### Task requirements
Rewrite the data below as a numbered list with no blank lines, and leave the pictures out of your answer.
**** Records supplied ****
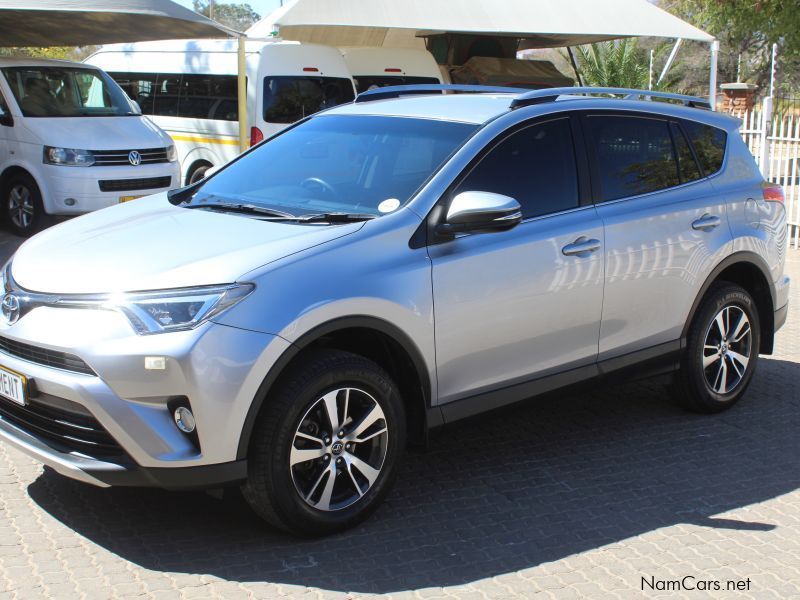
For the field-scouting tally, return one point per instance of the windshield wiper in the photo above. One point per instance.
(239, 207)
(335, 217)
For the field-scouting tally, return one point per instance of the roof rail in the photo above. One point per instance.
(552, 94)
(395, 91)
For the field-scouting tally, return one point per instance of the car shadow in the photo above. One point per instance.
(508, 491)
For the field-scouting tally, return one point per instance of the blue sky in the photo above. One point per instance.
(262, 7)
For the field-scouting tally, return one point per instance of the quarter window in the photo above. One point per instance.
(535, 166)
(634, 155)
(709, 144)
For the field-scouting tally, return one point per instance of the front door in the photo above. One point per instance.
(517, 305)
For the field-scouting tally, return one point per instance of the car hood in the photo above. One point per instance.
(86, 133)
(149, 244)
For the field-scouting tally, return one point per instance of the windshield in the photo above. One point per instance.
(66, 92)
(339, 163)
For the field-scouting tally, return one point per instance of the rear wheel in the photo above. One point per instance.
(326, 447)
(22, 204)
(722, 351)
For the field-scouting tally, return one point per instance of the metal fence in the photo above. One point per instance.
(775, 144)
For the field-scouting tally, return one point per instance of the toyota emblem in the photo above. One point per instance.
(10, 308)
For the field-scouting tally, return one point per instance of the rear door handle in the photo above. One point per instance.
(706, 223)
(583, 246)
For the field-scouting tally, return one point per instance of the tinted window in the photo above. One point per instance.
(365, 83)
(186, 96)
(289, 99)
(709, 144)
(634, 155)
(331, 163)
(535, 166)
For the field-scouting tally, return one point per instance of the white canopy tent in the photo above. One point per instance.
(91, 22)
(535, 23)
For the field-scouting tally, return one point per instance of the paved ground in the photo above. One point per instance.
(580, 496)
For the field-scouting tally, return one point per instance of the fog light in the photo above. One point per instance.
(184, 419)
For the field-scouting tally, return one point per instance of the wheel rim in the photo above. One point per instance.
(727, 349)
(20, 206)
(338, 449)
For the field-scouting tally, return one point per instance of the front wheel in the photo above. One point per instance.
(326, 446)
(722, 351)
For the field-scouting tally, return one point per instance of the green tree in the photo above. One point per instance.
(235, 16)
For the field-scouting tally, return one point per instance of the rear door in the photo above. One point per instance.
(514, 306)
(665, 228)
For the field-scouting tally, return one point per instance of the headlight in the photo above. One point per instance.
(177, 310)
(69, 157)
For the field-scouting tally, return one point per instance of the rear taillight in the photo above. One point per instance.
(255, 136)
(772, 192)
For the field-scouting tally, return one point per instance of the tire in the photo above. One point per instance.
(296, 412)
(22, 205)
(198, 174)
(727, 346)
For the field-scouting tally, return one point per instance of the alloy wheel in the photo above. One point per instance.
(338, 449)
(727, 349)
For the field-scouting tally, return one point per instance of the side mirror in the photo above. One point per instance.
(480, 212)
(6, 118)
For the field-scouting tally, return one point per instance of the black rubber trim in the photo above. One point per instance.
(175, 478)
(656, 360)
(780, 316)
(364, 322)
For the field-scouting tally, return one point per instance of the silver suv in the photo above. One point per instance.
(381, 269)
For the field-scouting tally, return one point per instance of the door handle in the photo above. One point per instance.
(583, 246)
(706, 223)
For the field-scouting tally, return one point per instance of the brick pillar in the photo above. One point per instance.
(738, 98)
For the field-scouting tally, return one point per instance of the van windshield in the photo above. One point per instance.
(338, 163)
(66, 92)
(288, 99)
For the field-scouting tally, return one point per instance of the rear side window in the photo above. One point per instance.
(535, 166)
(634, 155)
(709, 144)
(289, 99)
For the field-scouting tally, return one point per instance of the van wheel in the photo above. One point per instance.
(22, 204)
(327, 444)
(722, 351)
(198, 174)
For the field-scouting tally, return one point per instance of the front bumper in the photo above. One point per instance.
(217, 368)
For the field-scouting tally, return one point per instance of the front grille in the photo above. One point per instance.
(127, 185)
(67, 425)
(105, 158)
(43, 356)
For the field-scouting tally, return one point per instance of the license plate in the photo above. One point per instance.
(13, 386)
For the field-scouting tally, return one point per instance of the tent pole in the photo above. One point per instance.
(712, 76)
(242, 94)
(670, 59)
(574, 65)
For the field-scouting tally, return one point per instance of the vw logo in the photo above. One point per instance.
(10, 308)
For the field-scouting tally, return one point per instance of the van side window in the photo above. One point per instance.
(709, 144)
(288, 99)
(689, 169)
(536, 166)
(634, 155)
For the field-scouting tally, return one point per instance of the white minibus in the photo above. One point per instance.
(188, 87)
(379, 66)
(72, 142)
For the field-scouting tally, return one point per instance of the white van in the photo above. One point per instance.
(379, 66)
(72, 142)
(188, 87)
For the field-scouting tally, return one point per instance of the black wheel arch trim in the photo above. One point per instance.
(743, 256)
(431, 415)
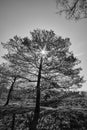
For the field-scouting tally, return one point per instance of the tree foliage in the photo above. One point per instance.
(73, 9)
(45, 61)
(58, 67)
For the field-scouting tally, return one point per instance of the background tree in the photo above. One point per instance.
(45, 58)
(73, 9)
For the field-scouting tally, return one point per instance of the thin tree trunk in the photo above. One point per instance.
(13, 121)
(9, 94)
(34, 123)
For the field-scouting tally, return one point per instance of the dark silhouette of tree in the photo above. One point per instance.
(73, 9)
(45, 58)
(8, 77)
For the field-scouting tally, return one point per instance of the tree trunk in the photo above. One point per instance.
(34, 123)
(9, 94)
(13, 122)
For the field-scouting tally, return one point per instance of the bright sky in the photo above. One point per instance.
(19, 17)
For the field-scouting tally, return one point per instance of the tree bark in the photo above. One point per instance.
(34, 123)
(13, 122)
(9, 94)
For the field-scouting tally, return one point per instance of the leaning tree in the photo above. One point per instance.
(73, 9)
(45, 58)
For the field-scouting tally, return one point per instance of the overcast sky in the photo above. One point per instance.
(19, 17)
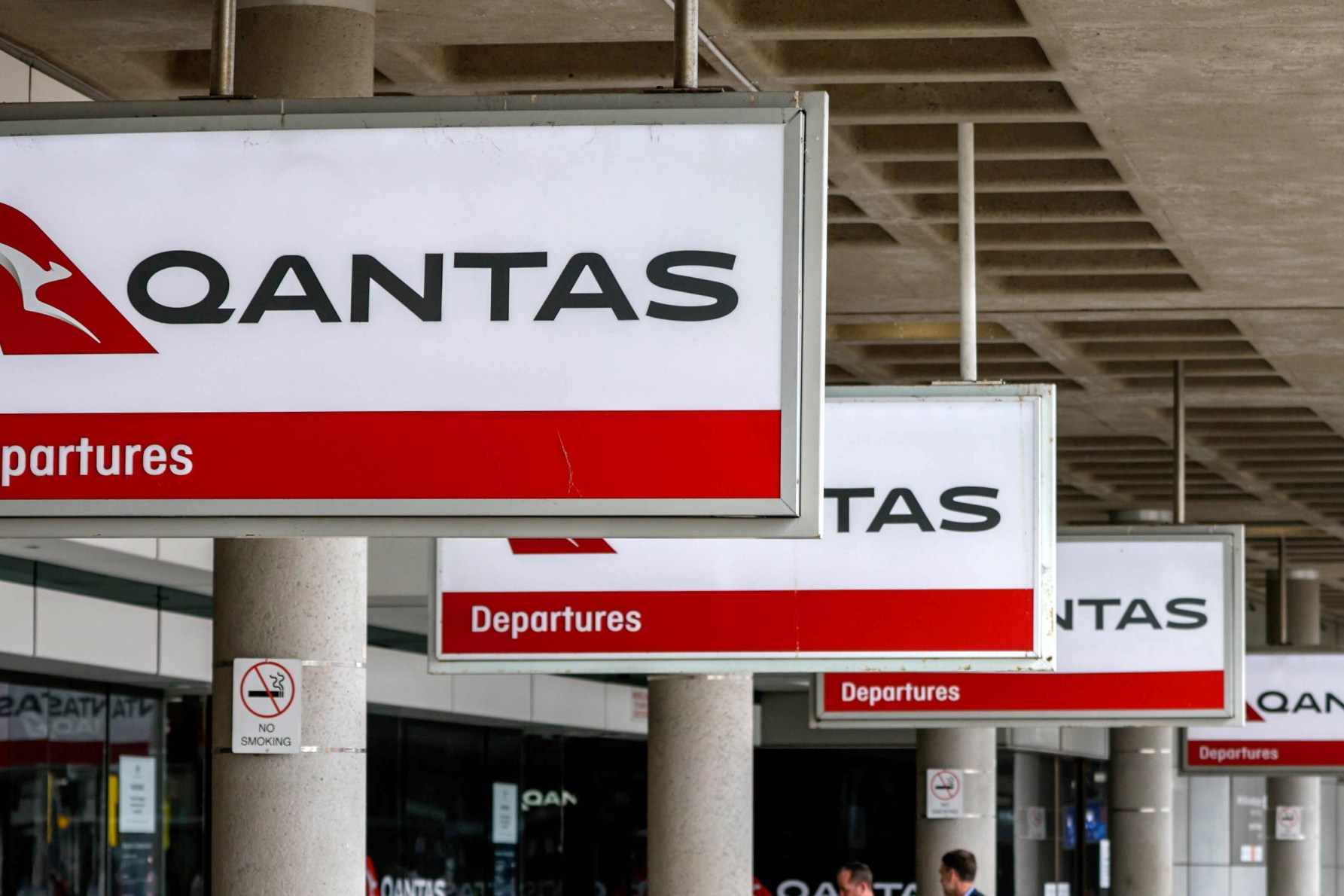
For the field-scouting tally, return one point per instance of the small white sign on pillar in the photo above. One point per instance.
****
### Exercise output
1. For the field-scouting tally, return one point per instance of the windshield wiper in the photo above. One point per instance.
2. (239, 207)
3. (335, 217)
4. For the field-scouting tally, return one point per instance of the roof rail in the photo above. One point per instance.
5. (552, 94)
6. (395, 91)
7. For the field-scouting tally, return one point per instance of the car shadow in the photo above. One point per instance.
8. (508, 491)
9. For the field-scouting tally, return one point per instance of the blue sky in the photo above. One point per instance.
10. (262, 7)
11. For the field-scouting tally, return one point per instance of the quarter window in the photo above. One point per instance.
12. (535, 166)
13. (634, 155)
14. (709, 144)
15. For the field-scouting tally, return one point per instance of the front door in the photo above. One point per instance.
16. (517, 305)
17. For the field-scouting tally, return one point per instance of the car hood in the photo above. One point per instance.
18. (86, 133)
19. (149, 244)
20. For the field-scouting tally, return one point per instance of the windshield in the photo above. One point per instance.
21. (66, 92)
22. (339, 163)
23. For the field-scouting tally, return one point per instance of the rear wheel in the photo above. One point per instance.
24. (326, 447)
25. (22, 204)
26. (722, 351)
27. For the field-scouting tally, return one point per instance of the metal fence in the photo above. One point per instance.
28. (775, 144)
29. For the field-scouting tally, return one point per instance of the toyota emblem in the photo above. One point per instance.
30. (10, 308)
31. For the field-scouting tally, return one point per instance of the rear door handle in the photo above. One point per instance.
32. (706, 223)
33. (583, 246)
34. For the field-scouting tally, return one point per instance of the tinted window in the photo above. One point per instance.
35. (365, 83)
36. (186, 96)
37. (289, 99)
38. (709, 144)
39. (634, 155)
40. (331, 163)
41. (535, 166)
42. For the field-scouting tally, return one point per instance of the white canopy tent in the photo above. One point per instance.
43. (91, 22)
44. (535, 23)
45. For the field-scouting tally, return one point per instance of the paved ground in the photo above. One point per instance.
46. (580, 496)
47. For the field-scouting tally, return one point per instance of the fog light in the photo above. One point per instance.
48. (184, 419)
49. For the field-scouting tally, return one point per instance of the wheel rim in the photo above. One point per instance.
50. (727, 349)
51. (20, 206)
52. (338, 449)
53. For the field-scouting tally, return one point per instance of the front wheel in the photo above. One point per instance.
54. (326, 446)
55. (722, 351)
56. For the field-scouting tally, return one point per instance of the green tree in the photo above. One point per instance.
57. (235, 16)
58. For the field-scouting tally, return one point per instance of the rear door in the photo above. One point per instance.
59. (514, 306)
60. (665, 228)
61. For the field-scouting tally, return one point per instance of the headlight in the photo above. One point per instance.
62. (177, 310)
63. (69, 157)
64. For the field-scouting tally, return one point per instance of the rear taillight in the photo above. One point per instance.
65. (255, 136)
66. (772, 192)
67. For the field-scouting tally, return one point per instance of the tire in the photo above. One point per instance.
68. (296, 412)
69. (22, 205)
70. (198, 174)
71. (727, 346)
72. For the field-scouting tally, return one point per instance of the alloy wheel in the photo above. One point per instance.
73. (338, 449)
74. (727, 349)
75. For the field-scouting tally, return one point per instance of the side mirror in the photo above. One point per instance.
76. (480, 212)
77. (6, 118)
78. For the field-scouting tally, return one point per instance of the black rubber trim in the photo above. One point per instance.
79. (175, 478)
80. (656, 360)
81. (780, 316)
82. (364, 322)
83. For the field-scouting tally, return one point per instance of the silver suv in the photo above. One point per instance.
84. (381, 269)
85. For the field-scouting tally, return one point per instance of the door handle in the photo above. One point per instance.
86. (583, 246)
87. (706, 223)
88. For the field-scouting tally, return one point per instance of the brick pillar in the photo above. One point per instance.
89. (738, 98)
90. For the field-scouting tally, return one point per instance of the van windshield in the photo above. One point per instance.
91. (338, 163)
92. (66, 92)
93. (288, 99)
94. For the field-scouting tally, return one point per instance of the rear side window in the photo above. One point per instance.
95. (535, 166)
96. (634, 155)
97. (709, 144)
98. (289, 99)
99. For the field-scouting tally, return one point per instance of the van wheel in the photo above. One point per instance.
100. (22, 204)
101. (327, 444)
102. (722, 351)
103. (198, 174)
104. For the field-scouting tally, return one point per instance of the front bumper in the photo above. One point per instance.
105. (217, 368)
106. For the field-scouting tally, return one point per instance of the front grille in the photo above. One point per instance.
107. (127, 185)
108. (67, 425)
109. (105, 158)
110. (43, 356)
111. For the field-scouting tally, return one point per instance of the license plate in the photo above. One point per instance.
112. (13, 386)
113. For the field-scouting tally, return one point per instance of the tent pole in the photo above. One point per instance.
114. (712, 76)
115. (242, 94)
116. (670, 59)
117. (574, 65)
118. For the field-scouting tally, return one point per instance of the vw logo in the photo above. One point per instance.
119. (10, 308)
120. For the field-scouting tally, return one point per instance of the van side window in the photo above. One point per instance.
121. (709, 144)
122. (288, 99)
123. (689, 169)
124. (536, 166)
125. (634, 155)
126. For the field-scouting tally, return one point per instance of the white minibus in the photo above. One point per instance.
127. (188, 87)
128. (379, 66)
129. (72, 142)
130. For the field-scouting tally, return one point per instance of the white van in the photo above. One point per instance.
131. (379, 66)
132. (72, 142)
133. (188, 87)
134. For the field-scouting tally, return one point per instance of the black wheel arch trim in the photo above. One point per instance.
135. (743, 256)
136. (431, 415)
137. For the field-scouting tally, return one point per instance of the tree foliage in the photo above. One point per instance.
138. (73, 9)
139. (45, 61)
140. (58, 67)
141. For the field-scouting tally, return one point per instance of the background tree in the photo above. One point per instance.
142. (45, 58)
143. (73, 9)
144. For the field-scouting tally, return one point per instance of the thin tree trunk in the photo above. One point per instance.
145. (13, 121)
146. (9, 94)
147. (34, 123)
148. For the field-scouting tally, return one point per instance of the dark silhouette of tree in the photo above. One point per instance.
149. (73, 9)
150. (45, 58)
151. (8, 77)
152. For the field-scouting tally, return one point per instance of the tree trunk in the photo above. One point per instance.
153. (34, 123)
154. (9, 94)
155. (13, 122)
156. For the field-scouting tally, return one point per instance of the bright sky in the photo above. One point per instance.
157. (19, 17)
158. For the field-scouting tally, return one point per instance of the tree bark in the photo above. One point per instance.
159. (34, 123)
160. (13, 122)
161. (9, 94)
162. For the field-scouting tally, return one point per instance of the leaning tree in the photo above. One point per instance.
163. (73, 9)
164. (45, 58)
165. For the field-scouting tally, return one point per instance of the overcast sky in the photo above. One point per instance.
166. (19, 17)
167. For the field-scouting tally, return one point per instance of the small white sign on pillar in the photo above. One point per instance.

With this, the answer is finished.